Extract to read
────────
Hypertension Awareness, Treatment, and Control in US Adults

Trends in the Hypertension Control Cascade by Population Subgroup (National Health and Nutrition Examination Survey, 1999-2016)

Kathryn Foti; Dan Wang; Lawrence J. Appel; Elizabeth Selvin


Am J Epidemiol. 2019;188(12):2165-2174. 

In This Article

Abstract and Introduction


Examination of changes in hypertension awareness, treatment, and control (i.e., the hypertension control cascade) by population subgroup can inform targeted efforts to improve hypertension control and reduce disparities. We analyzed 1999–2016 data from the National Health and Nutrition Examination Survey and examined trends across 6-year periods in hypertension awareness, treatment, and control by age, sex, and race/ethnicity. We included 39,589 participants (16,141 with hypertension). Hypertension awareness, treatment, and control increased from 1999 to 2016 among all age groups. However, there were few changes after 2010. Across all time periods, awareness, treatment, and control were higher among younger women (ages 25–44 years) than among younger men, while control was higher among older men (ages ≥65 years) than among older women. Hypertension control was persistently lower for blacks than for whites of all ages, and awareness, treatment, and control were lower among younger Hispanics. There have been few changes in hypertension awareness, treatment, and control since 2010. Disparities in hypertension control by sex highlight the need for effective interventions among younger men and older women. Concerted efforts are also needed to reduce persistent racial/ethnic disparities, particularly to improve treatment control among blacks and to further address gaps at all stages among younger Hispanics.


Hypertension (blood pressure ≥140/90 mm Hg) is a leading modifiable risk factor for cardiovascular disease, the number 1 cause of death in the United States and globally.[1] Further, there are long-standing racial/ethnic disparities in cardiovascular risk factors, particularly hypertension.[2]

The hypertension control cascade, which includes hypertension awareness, treatment, and control, has been proposed as a framework for improving blood pressure control in the population.[3] The proportion of adults with hypertension who have their blood pressure controlled (<140/90 mm Hg) increased from the late 1990s through 2010 due to increases in both awareness of hypertension and control among those treated.[4,5]

However, national data show that there has been no change since, and currently, less than half of all US adults with hypertension have their blood pressure controlled.[6] This plateau has occurred despite increased knowledge of effective strategies at the organizational, provider, and patient levels to improve control of hypertension.[7] Communities[5] and health-care systems[8] around the country have demonstrated that it is possible to achieve much higher rates of blood pressure control, and with concerted efforts, it should be possible to reach 70% hypertension control in the population.[9]

It is unclear whether the recent lack of progress in hypertension control is attributable to a lack of progress at a particular stage in the cascade and whether patterns are uniform across major demographic groups. Previous research has shown that barriers to hypertension control differ by age, sex, and race/ethnicity.[3,10] Additionally, there are a number of contextual changes which may have influenced approaches to hypertension management for different patient subgroups in recent years. Such changes include increases in the prevalence of obesity and diabetes, expanded insurance coverage, and the publication of multiple clinical practice guidelines for hypertension.[11–14]

Understanding changes over time in hypertension awareness, treatment, and control overall and among different subpopulations can inform targeted efforts to improve hypertension management and reduce disparities. We conducted serial cross-sectional analyses of the most recent national data available from the National Health and Nutrition Examination Survey (NHANES) to better understand changes in the hypertension control cascade over time, overall and by subgroup.
────────
Dataset content
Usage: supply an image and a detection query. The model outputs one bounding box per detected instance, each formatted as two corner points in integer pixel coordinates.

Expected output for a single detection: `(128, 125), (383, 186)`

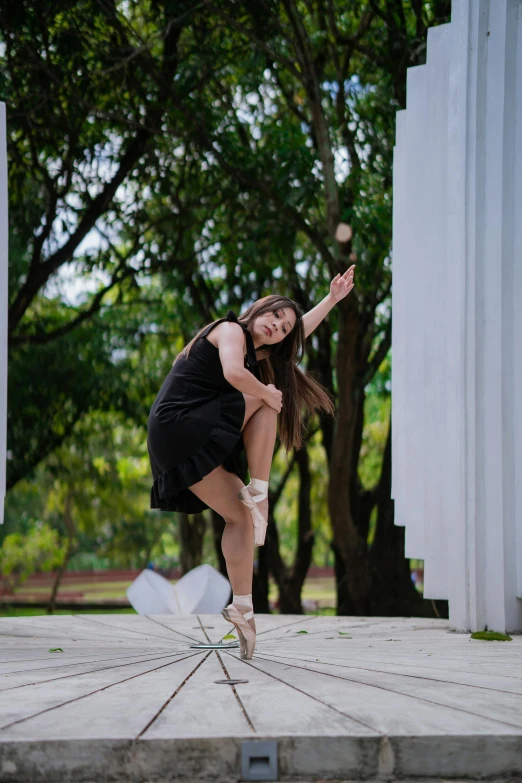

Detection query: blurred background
(0, 0), (450, 617)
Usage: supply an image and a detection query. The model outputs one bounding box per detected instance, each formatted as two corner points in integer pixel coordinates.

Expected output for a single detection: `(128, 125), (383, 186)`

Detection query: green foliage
(0, 521), (66, 590)
(0, 0), (450, 612)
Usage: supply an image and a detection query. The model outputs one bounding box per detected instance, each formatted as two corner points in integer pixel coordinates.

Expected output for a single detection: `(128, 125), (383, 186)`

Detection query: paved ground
(0, 615), (522, 783)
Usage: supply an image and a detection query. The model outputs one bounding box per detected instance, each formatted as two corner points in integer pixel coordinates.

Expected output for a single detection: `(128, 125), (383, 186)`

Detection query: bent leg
(243, 404), (277, 520)
(189, 465), (254, 595)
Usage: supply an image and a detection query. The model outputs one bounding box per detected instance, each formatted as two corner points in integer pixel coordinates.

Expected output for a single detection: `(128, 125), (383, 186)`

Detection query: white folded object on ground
(127, 564), (231, 614)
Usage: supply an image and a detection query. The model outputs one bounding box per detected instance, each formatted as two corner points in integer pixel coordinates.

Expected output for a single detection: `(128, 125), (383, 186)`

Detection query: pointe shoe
(237, 479), (268, 546)
(221, 604), (256, 661)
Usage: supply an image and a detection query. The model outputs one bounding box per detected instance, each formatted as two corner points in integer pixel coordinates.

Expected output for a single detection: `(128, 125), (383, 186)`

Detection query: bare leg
(243, 404), (277, 519)
(190, 465), (255, 630)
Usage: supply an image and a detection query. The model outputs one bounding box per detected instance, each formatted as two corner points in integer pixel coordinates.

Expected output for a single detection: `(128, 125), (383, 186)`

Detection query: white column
(392, 0), (522, 631)
(0, 103), (8, 524)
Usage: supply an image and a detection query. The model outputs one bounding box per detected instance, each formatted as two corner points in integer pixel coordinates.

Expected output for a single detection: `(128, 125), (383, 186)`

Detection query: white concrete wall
(0, 103), (8, 524)
(392, 0), (522, 631)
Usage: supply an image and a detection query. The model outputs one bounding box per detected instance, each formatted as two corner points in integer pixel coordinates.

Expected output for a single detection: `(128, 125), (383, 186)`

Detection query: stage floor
(0, 615), (522, 783)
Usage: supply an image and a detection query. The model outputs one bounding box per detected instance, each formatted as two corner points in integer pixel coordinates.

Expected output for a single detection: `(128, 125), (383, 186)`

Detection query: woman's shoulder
(203, 320), (246, 349)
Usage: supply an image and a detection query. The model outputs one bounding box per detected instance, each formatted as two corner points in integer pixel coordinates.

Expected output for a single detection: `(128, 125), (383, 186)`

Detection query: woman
(147, 266), (354, 660)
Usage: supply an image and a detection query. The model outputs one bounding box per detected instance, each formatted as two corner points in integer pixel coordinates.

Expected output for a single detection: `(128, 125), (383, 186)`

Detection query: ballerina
(147, 266), (354, 660)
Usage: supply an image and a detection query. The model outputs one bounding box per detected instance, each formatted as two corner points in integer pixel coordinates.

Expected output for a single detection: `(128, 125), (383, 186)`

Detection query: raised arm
(303, 264), (355, 338)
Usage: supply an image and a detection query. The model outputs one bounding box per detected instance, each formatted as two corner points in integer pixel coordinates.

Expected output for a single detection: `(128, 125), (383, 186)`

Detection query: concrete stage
(0, 615), (522, 783)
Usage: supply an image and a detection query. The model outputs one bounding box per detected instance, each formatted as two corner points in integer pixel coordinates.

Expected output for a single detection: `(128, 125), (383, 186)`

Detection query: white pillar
(392, 0), (522, 631)
(0, 103), (9, 524)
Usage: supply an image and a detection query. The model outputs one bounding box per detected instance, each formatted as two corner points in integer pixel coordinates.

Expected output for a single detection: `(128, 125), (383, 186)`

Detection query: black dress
(147, 310), (260, 514)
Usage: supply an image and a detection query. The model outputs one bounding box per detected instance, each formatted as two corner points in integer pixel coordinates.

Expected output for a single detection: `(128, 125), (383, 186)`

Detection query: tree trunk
(267, 443), (314, 614)
(178, 511), (206, 576)
(47, 490), (75, 614)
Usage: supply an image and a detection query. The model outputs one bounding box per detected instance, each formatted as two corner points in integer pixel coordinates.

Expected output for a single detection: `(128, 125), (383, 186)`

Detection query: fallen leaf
(471, 631), (513, 642)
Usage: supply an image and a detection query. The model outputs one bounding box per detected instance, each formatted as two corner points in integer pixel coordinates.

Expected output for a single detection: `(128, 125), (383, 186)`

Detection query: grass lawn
(0, 577), (335, 617)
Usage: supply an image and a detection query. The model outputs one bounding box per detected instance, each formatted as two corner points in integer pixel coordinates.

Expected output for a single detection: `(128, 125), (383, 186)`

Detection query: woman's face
(254, 307), (297, 345)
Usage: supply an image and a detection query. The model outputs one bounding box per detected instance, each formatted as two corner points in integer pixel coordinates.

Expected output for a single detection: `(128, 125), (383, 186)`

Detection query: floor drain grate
(241, 740), (278, 780)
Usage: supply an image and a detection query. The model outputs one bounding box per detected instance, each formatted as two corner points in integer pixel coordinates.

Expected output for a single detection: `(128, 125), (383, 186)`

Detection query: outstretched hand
(330, 264), (355, 302)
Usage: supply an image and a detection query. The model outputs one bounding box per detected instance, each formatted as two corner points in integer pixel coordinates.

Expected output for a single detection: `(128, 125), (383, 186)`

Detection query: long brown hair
(174, 294), (335, 453)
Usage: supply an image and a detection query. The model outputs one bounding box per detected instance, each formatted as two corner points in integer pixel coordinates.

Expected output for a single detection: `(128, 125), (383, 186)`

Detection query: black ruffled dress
(147, 310), (261, 514)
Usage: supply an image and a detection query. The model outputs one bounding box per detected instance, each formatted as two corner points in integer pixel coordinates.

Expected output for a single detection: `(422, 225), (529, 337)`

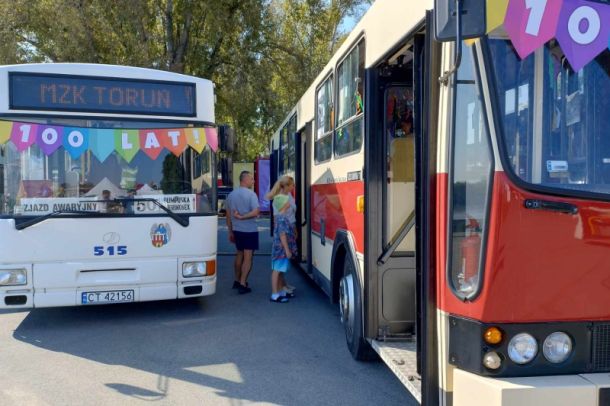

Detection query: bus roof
(277, 0), (433, 132)
(0, 63), (215, 124)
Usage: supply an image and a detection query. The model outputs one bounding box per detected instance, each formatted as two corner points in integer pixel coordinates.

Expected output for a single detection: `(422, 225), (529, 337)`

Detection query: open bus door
(364, 30), (424, 400)
(295, 122), (313, 274)
(364, 12), (440, 405)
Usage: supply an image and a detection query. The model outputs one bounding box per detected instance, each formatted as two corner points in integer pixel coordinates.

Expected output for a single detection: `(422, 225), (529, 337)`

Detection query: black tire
(339, 253), (379, 361)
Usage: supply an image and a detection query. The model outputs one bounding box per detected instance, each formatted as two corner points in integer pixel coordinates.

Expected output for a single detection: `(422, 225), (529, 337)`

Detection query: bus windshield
(0, 119), (213, 217)
(488, 39), (610, 194)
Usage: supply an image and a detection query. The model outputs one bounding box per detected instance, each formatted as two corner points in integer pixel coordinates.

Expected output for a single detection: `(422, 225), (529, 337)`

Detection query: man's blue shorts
(233, 231), (258, 251)
(271, 258), (290, 272)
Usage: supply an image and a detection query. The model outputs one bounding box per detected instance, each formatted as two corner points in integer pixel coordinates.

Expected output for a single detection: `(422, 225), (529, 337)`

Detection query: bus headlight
(182, 262), (206, 278)
(542, 331), (572, 364)
(0, 269), (28, 286)
(508, 333), (538, 364)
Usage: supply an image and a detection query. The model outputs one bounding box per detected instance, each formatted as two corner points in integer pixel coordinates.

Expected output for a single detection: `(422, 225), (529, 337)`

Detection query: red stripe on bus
(311, 181), (364, 253)
(437, 172), (610, 323)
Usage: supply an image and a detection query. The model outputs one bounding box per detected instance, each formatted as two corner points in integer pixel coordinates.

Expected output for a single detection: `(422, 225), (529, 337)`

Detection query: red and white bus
(271, 0), (610, 405)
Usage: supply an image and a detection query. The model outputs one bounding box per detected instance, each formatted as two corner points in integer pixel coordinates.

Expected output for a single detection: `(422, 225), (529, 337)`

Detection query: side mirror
(434, 0), (487, 42)
(218, 156), (233, 187)
(218, 125), (235, 153)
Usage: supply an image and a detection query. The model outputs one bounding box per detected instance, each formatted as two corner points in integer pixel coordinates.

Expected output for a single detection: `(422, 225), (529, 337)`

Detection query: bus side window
(314, 75), (335, 163)
(335, 41), (364, 157)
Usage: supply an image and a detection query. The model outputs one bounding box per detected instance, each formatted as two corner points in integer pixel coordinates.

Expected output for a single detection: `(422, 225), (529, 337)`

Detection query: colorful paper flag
(36, 124), (64, 156)
(63, 127), (89, 159)
(139, 130), (163, 159)
(556, 0), (610, 71)
(89, 129), (114, 162)
(184, 128), (207, 154)
(205, 127), (218, 152)
(11, 122), (38, 152)
(504, 0), (563, 59)
(486, 0), (508, 34)
(0, 121), (13, 145)
(114, 130), (140, 162)
(161, 128), (188, 156)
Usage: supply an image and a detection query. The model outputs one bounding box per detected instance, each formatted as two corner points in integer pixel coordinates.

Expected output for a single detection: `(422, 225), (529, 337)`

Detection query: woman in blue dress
(266, 176), (297, 303)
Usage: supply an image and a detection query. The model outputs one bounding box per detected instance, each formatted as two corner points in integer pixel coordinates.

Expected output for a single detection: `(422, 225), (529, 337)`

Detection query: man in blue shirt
(225, 171), (260, 294)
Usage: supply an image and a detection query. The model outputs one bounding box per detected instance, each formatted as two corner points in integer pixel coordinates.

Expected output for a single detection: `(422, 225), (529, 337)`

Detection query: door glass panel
(449, 46), (493, 297)
(384, 86), (415, 252)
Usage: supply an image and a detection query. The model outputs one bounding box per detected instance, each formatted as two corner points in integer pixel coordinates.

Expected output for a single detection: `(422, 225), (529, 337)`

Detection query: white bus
(0, 64), (218, 308)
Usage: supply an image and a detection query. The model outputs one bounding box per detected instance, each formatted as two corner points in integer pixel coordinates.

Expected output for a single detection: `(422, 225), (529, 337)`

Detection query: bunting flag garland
(140, 130), (163, 159)
(556, 0), (610, 71)
(161, 128), (188, 156)
(64, 127), (89, 159)
(184, 128), (207, 154)
(205, 127), (218, 152)
(89, 129), (116, 162)
(114, 130), (140, 162)
(487, 0), (508, 34)
(498, 0), (610, 71)
(11, 122), (38, 152)
(36, 125), (64, 155)
(0, 121), (218, 162)
(0, 121), (13, 145)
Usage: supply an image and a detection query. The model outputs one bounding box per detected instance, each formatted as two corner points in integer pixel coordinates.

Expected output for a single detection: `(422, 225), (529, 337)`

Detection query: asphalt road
(0, 221), (415, 405)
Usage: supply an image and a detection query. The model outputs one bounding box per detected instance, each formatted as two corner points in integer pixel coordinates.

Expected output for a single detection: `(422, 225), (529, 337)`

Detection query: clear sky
(339, 4), (370, 33)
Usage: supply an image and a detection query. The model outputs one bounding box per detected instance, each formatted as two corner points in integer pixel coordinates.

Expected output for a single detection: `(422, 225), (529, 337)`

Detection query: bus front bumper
(0, 257), (217, 309)
(453, 368), (610, 406)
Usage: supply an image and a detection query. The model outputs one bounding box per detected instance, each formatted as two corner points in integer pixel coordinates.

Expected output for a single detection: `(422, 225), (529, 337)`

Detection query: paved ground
(0, 217), (415, 405)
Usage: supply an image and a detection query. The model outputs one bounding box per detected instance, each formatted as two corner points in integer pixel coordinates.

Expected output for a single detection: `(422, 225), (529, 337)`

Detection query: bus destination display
(9, 72), (196, 117)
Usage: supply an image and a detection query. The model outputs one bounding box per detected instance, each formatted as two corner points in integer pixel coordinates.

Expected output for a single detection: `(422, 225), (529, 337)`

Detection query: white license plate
(81, 290), (134, 304)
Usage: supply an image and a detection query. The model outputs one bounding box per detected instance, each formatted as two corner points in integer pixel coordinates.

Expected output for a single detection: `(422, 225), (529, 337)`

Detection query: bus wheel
(339, 254), (377, 361)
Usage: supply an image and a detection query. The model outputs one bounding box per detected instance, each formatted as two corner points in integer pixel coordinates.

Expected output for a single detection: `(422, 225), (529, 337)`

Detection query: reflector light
(483, 327), (502, 345)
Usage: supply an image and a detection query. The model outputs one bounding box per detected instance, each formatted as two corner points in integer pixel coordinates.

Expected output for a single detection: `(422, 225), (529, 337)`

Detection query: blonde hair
(265, 175), (294, 200)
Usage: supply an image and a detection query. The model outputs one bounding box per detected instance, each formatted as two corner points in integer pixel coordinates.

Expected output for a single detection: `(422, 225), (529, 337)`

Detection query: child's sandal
(269, 296), (288, 303)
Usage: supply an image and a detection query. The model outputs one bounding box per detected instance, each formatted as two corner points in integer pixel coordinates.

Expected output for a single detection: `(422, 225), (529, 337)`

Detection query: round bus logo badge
(150, 223), (172, 248)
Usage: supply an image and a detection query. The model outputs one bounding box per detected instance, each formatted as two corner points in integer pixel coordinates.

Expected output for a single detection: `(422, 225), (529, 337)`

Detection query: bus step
(371, 340), (421, 403)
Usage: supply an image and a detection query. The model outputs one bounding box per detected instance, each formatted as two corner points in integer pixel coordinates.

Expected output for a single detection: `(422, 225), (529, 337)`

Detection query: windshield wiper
(15, 210), (98, 230)
(114, 197), (189, 227)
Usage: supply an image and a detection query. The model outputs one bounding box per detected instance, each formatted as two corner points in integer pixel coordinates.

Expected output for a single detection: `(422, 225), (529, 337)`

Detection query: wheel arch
(330, 230), (363, 303)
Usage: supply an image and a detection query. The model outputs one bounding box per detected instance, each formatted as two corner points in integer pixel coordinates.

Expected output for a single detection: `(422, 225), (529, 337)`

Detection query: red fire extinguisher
(461, 218), (481, 283)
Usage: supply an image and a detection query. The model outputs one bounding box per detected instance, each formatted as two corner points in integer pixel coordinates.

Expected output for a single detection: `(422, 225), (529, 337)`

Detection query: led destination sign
(9, 72), (196, 117)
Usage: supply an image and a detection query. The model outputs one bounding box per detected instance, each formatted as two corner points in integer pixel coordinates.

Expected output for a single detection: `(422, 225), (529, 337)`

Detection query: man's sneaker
(237, 284), (252, 295)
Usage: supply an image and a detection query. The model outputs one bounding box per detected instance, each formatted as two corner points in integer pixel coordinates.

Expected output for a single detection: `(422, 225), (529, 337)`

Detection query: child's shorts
(271, 258), (290, 272)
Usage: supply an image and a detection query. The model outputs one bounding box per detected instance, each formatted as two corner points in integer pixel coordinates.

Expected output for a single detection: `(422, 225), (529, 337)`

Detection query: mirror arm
(438, 0), (462, 86)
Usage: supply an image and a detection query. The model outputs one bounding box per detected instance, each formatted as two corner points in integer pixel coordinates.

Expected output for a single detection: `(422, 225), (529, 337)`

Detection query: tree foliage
(0, 0), (370, 160)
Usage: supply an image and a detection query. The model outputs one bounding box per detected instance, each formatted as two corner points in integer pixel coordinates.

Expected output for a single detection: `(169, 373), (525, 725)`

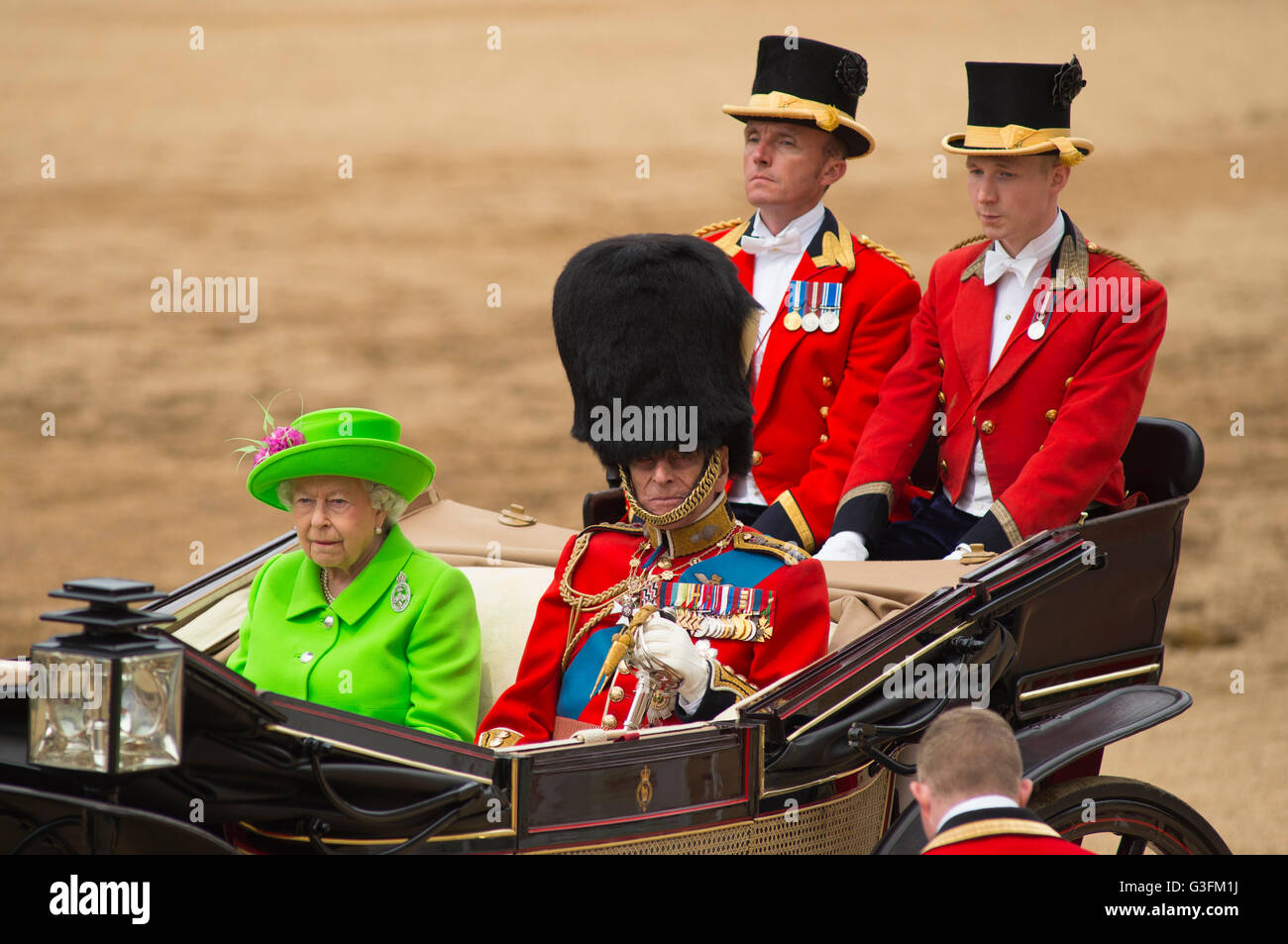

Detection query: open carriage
(0, 420), (1229, 854)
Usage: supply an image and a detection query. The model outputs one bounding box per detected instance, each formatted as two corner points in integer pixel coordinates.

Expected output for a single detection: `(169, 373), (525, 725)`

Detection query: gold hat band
(961, 125), (1085, 167)
(747, 91), (841, 132)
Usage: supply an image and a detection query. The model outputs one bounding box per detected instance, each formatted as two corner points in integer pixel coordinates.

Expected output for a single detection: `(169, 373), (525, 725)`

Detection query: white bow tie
(984, 249), (1038, 284)
(739, 231), (804, 257)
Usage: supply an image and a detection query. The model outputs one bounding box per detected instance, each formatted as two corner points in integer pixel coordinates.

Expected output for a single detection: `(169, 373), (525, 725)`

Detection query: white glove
(636, 614), (711, 704)
(814, 531), (868, 561)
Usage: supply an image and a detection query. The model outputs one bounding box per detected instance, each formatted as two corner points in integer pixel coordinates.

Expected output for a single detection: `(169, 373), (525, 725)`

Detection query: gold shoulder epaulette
(733, 531), (808, 564)
(948, 233), (988, 253)
(581, 522), (644, 535)
(1087, 240), (1149, 282)
(858, 235), (915, 278)
(693, 216), (742, 237)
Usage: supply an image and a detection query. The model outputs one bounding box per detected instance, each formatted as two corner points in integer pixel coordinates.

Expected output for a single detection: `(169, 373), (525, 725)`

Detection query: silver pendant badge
(389, 571), (411, 613)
────────
Problem to work on
According to the hypertension article, how many participants with hypertension were included in the analysis?

Written answer
16,141 participants with hypertension were included.